Reading passage =>
───

Elapsed time: 1.0025 seconds

debug decorator

The debug decorator below (source: real python) would print the arguments whenever the wrapped function is called and its return value. This is useful to see how the function works

import functools

def debug(func):
    """Print the function arguments as string and the return value"""
    @functools.wraps(func)
    def wrapper_debug(*args, **kwargs):
        args_repr = [repr(a) for a in args]                      # list of the positional arguments
        kwargs_repr = [f"{k}={v!r}" for k, v in kwargs.items()]  # list of the keyword arguments
        signature = ", ".join(args_repr + kwargs_repr)           # join positional and keyword arguments
        print(f"calling {func.__name__}({signature})")
        value = func(*args, **kwargs)
        print(f"{func.__name__!r} returned {value!r}")           # print return value
        return value
    return wrapper_debug

As example, we can debug how the fibonacci recursive function works.

@debug
def fib(n):
    if n<2:
        return n
    else:
        return fib(n-1)+fib(n-2)

t.start()
fib(7)
t.stop()

calling fib(7)
calling fib(6)
calling fib(5)

───

Position annotation records =>
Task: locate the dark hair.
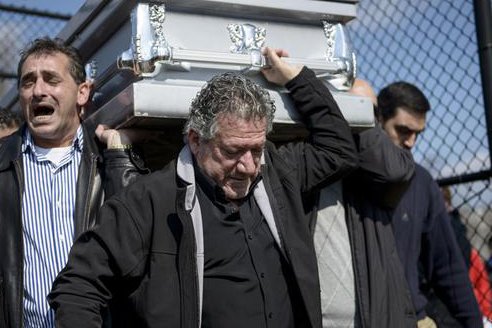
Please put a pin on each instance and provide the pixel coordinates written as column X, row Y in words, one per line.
column 9, row 120
column 228, row 93
column 48, row 46
column 401, row 94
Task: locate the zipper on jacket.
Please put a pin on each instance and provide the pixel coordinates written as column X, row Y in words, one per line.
column 20, row 180
column 90, row 195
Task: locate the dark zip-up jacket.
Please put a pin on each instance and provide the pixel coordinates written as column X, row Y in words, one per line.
column 370, row 194
column 426, row 241
column 149, row 244
column 94, row 180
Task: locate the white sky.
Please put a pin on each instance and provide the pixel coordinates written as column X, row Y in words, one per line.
column 57, row 6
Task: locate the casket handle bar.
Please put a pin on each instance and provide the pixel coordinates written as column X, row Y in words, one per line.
column 185, row 59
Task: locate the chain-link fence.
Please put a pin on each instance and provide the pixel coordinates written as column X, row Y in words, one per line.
column 430, row 43
column 433, row 44
column 19, row 26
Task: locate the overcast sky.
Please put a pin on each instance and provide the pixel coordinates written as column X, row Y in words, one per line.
column 57, row 6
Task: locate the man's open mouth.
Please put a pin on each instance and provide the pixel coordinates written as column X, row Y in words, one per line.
column 41, row 110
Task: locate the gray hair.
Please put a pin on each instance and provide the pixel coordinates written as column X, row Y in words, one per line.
column 228, row 93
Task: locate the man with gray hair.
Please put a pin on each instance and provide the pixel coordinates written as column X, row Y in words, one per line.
column 220, row 237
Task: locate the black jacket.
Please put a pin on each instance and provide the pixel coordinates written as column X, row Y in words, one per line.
column 150, row 246
column 92, row 183
column 382, row 295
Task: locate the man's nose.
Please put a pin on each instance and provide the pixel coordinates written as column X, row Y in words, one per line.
column 409, row 142
column 39, row 88
column 247, row 163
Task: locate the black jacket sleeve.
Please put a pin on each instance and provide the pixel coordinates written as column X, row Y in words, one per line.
column 121, row 168
column 329, row 153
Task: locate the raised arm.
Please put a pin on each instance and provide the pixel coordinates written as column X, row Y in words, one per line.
column 329, row 152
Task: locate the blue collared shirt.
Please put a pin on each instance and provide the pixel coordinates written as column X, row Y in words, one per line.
column 48, row 229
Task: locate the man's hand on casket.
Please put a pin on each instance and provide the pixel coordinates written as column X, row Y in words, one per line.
column 279, row 72
column 115, row 139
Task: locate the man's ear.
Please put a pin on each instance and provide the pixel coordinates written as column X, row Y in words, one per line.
column 193, row 141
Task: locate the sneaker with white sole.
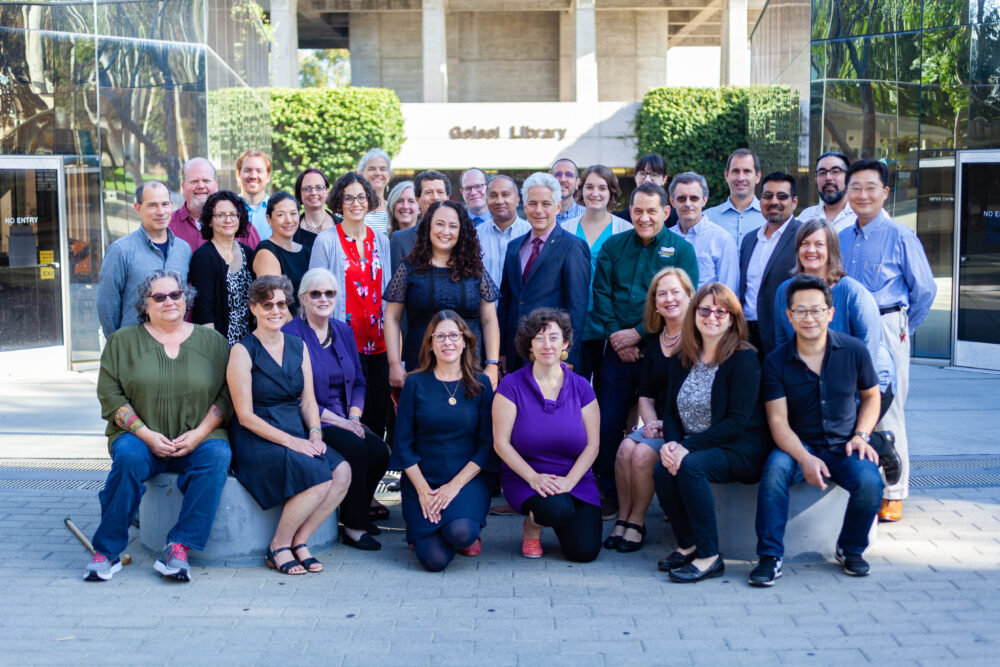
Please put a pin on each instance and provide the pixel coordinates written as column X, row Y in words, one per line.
column 173, row 562
column 102, row 568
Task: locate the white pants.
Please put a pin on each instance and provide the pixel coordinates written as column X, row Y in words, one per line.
column 896, row 336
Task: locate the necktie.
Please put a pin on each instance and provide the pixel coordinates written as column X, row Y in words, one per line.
column 536, row 247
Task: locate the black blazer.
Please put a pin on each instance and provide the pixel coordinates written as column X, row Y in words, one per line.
column 208, row 275
column 778, row 270
column 738, row 421
column 560, row 278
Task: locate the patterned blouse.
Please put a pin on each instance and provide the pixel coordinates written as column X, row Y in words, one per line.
column 363, row 292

───

Work to be completed => Extend the passage on the Python debug decorator, starting right after its final line of output.

Reply to the exercise =>
calling fib(4)
calling fib(3)
calling fib(2)
calling fib(1)
'fib' returned 1
calling fib(0)
'fib' returned 0
'fib' returned 1
calling fib(1)
'fib' returned 1
'fib' returned 2
calling fib(2)
calling fib(1)
'fib' returned 1
calling fib(0)
'fib' returned 0
'fib' returned 1
'fib' returned 3
calling fib(3)
calling fib(2)
calling fib(1)
'fib' returned 1
calling fib(0)
'fib' returned 0
'fib' returned 1
calling fib(1)
'fib' returned 1
'fib' returned 2
'fib' returned 5
calling fib(4)
calling fib(3)
calling fib(2)
calling fib(1)
'fib' returned 1
calling fib(0)
'fib' returned 0
'fib' returned 1
calling fib(1)
'fib' returned 1
'fib' returned 2
calling fib(2)
calling fib(1)
'fib' returned 1
calling fib(0)
'fib' returned 0
'fib' returned 1
'fib' returned 3
'fib' returned 8
calling fib(5)
calling fib(4)
calling fib(3)
calling fib(2)
calling fib(1)
'fib' returned 1
calling fib(0)
'fib' returned 0
'fib' returned 1
calling fib(1)
'fib' returned 1
'fib' returned 2
calling fib(2)
calling fib(1)
'fib' returned 1
calling fib(0)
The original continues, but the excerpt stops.